> [GOAL OF THE EXERCISE]: Write out exactly, with no other output, the lines below from the one that contains "point(787, 63)" through the end.

Source data:

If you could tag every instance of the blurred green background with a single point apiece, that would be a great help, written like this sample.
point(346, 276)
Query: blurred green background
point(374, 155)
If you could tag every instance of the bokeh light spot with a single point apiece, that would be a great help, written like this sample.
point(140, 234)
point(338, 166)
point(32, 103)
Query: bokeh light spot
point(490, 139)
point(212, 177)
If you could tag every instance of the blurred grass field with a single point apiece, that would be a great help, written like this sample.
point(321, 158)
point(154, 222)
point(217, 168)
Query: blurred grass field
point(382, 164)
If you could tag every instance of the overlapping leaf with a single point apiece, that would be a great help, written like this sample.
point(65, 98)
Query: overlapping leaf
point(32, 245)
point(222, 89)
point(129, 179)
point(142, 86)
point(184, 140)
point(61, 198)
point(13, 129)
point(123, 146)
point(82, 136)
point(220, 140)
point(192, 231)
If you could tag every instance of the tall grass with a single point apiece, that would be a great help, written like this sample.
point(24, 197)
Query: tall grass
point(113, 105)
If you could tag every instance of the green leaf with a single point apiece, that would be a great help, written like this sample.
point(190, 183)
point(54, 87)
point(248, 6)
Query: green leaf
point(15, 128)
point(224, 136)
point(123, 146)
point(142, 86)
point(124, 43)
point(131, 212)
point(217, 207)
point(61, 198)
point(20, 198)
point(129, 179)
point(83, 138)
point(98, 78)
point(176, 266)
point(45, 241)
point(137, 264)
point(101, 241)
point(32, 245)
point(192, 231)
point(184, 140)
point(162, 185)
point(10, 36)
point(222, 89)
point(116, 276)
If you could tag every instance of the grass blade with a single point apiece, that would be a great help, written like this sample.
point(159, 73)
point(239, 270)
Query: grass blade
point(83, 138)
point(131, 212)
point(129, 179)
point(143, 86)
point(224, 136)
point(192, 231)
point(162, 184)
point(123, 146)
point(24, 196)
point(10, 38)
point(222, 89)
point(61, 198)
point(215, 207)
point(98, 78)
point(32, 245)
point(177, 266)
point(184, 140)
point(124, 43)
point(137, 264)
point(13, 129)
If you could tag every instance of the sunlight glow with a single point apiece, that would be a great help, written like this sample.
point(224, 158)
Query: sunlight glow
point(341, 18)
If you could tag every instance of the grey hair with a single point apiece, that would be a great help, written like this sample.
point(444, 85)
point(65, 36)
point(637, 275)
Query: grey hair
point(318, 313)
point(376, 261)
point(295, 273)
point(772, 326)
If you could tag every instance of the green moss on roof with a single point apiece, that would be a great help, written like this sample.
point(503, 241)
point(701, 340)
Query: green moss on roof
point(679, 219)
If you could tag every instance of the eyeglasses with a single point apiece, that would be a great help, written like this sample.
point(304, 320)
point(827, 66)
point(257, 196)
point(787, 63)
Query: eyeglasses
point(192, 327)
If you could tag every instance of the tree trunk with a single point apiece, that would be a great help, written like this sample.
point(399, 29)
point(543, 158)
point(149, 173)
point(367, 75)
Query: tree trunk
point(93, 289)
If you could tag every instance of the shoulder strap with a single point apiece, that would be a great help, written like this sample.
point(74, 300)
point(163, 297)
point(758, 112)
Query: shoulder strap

> [ANSWER TO THE PROBLEM]:
point(787, 63)
Query: eyeglasses
point(192, 327)
If you could tag every instance of the tree trunk with a single point apiece, that would be a great help, written like this sample.
point(399, 29)
point(543, 158)
point(149, 173)
point(367, 75)
Query: tree trunk
point(93, 289)
If you could tag every instance of the shoulder strap with a single point apiece, that would be a great help, written like this sample.
point(74, 300)
point(163, 297)
point(758, 112)
Query: shoulder strap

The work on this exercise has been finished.